◆ Task item ◆
The output should be every line below that includes the word "uniform".

◆ Record set ◆
------------------------

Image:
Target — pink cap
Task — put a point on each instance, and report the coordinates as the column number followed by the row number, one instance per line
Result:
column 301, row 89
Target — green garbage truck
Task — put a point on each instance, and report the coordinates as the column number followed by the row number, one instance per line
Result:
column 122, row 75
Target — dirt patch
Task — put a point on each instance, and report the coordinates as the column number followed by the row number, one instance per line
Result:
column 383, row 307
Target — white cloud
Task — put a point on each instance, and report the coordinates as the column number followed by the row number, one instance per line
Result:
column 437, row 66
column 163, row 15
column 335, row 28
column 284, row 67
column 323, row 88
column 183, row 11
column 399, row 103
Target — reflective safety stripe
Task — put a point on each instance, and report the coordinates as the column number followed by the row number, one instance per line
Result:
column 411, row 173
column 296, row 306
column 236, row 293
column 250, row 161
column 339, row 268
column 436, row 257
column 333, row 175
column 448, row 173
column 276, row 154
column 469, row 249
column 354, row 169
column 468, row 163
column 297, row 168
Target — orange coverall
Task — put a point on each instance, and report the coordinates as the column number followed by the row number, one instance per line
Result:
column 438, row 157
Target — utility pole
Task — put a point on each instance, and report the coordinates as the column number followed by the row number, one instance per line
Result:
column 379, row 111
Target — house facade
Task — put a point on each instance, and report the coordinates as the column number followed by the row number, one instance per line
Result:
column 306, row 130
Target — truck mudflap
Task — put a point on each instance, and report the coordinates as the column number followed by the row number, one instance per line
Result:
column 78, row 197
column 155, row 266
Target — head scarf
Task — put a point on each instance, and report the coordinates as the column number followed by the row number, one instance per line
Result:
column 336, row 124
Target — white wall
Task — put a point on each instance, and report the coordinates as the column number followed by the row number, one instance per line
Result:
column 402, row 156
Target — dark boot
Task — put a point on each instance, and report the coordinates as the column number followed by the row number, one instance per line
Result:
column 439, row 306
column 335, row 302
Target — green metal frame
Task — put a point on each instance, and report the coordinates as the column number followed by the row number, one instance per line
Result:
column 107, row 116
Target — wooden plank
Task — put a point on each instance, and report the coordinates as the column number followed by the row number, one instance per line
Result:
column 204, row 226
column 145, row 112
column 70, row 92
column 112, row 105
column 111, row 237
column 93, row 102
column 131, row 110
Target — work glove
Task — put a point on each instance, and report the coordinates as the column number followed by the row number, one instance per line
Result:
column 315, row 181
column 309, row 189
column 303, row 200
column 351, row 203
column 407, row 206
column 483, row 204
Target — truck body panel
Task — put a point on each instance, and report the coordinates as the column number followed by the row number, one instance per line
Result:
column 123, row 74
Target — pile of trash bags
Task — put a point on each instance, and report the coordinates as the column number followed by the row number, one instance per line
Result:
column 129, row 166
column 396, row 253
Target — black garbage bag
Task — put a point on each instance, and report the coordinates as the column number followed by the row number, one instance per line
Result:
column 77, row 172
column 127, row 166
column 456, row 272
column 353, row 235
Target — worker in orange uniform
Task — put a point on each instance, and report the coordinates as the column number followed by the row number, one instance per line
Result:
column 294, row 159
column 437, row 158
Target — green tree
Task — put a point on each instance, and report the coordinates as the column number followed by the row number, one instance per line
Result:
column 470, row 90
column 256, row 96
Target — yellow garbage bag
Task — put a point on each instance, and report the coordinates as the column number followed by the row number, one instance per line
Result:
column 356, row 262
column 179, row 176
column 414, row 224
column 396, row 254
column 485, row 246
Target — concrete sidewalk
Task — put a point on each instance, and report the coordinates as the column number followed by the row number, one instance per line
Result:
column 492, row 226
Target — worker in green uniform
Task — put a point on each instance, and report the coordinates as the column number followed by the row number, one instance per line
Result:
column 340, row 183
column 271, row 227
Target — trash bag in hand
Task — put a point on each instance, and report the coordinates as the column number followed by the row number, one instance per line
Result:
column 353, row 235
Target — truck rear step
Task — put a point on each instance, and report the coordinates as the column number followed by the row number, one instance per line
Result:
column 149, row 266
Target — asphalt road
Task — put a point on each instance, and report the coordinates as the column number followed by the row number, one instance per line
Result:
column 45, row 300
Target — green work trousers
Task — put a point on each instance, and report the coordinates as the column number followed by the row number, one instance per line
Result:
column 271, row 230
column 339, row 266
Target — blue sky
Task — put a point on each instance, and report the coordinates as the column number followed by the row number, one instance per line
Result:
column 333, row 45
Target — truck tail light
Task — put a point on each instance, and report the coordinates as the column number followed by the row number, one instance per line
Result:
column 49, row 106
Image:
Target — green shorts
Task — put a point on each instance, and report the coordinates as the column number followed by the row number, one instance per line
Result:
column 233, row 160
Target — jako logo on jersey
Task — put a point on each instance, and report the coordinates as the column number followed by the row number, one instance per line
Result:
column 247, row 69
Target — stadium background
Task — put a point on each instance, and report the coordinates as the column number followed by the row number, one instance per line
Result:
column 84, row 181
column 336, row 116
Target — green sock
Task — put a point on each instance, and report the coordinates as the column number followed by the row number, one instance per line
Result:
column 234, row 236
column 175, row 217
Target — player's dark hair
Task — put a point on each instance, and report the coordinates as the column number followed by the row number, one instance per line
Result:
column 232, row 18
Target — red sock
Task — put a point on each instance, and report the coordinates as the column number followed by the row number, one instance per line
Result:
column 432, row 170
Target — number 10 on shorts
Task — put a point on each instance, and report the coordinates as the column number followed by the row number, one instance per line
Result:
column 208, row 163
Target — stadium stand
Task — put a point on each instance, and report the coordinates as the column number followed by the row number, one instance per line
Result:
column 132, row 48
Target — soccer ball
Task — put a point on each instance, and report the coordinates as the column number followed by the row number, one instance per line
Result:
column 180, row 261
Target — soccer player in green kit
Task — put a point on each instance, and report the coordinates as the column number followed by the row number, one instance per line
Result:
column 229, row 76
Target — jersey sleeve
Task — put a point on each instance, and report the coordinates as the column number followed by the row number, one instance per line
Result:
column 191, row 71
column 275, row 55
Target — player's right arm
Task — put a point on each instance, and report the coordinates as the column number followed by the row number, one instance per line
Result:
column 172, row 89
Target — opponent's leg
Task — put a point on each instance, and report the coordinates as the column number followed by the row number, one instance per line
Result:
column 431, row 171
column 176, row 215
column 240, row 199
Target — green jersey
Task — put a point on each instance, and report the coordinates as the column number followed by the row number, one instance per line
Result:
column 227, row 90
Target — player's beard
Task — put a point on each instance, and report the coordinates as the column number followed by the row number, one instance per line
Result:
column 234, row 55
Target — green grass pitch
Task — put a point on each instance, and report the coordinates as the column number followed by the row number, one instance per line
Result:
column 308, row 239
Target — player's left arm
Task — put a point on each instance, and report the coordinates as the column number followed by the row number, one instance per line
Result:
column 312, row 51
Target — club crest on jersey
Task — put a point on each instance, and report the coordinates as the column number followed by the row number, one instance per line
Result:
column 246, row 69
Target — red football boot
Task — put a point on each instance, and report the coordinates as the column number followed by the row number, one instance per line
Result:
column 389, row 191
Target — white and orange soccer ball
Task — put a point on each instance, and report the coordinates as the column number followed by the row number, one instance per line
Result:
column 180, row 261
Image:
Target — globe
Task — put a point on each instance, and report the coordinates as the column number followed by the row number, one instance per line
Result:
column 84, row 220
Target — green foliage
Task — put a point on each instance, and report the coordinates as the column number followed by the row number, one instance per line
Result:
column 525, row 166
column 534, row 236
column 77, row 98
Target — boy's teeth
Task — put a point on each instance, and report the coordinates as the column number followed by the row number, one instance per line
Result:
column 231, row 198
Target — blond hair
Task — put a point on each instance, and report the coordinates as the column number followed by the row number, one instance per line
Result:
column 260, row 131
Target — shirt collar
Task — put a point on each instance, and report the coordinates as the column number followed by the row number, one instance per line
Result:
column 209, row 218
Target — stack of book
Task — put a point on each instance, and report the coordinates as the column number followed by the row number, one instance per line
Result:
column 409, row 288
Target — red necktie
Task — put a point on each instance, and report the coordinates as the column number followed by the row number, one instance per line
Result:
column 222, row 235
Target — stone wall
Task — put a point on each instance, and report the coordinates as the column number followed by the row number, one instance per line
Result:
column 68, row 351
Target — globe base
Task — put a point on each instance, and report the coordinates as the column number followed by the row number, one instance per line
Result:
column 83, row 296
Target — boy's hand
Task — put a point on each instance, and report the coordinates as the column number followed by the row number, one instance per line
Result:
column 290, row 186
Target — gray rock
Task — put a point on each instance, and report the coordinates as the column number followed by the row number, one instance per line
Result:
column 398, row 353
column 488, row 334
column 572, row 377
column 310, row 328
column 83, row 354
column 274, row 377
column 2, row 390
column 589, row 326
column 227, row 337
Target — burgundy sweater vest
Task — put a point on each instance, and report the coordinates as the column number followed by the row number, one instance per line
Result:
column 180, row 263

------------------------

◆ Output of the exercise ◆
Target — worker in orange uniform
Target — worker in green uniform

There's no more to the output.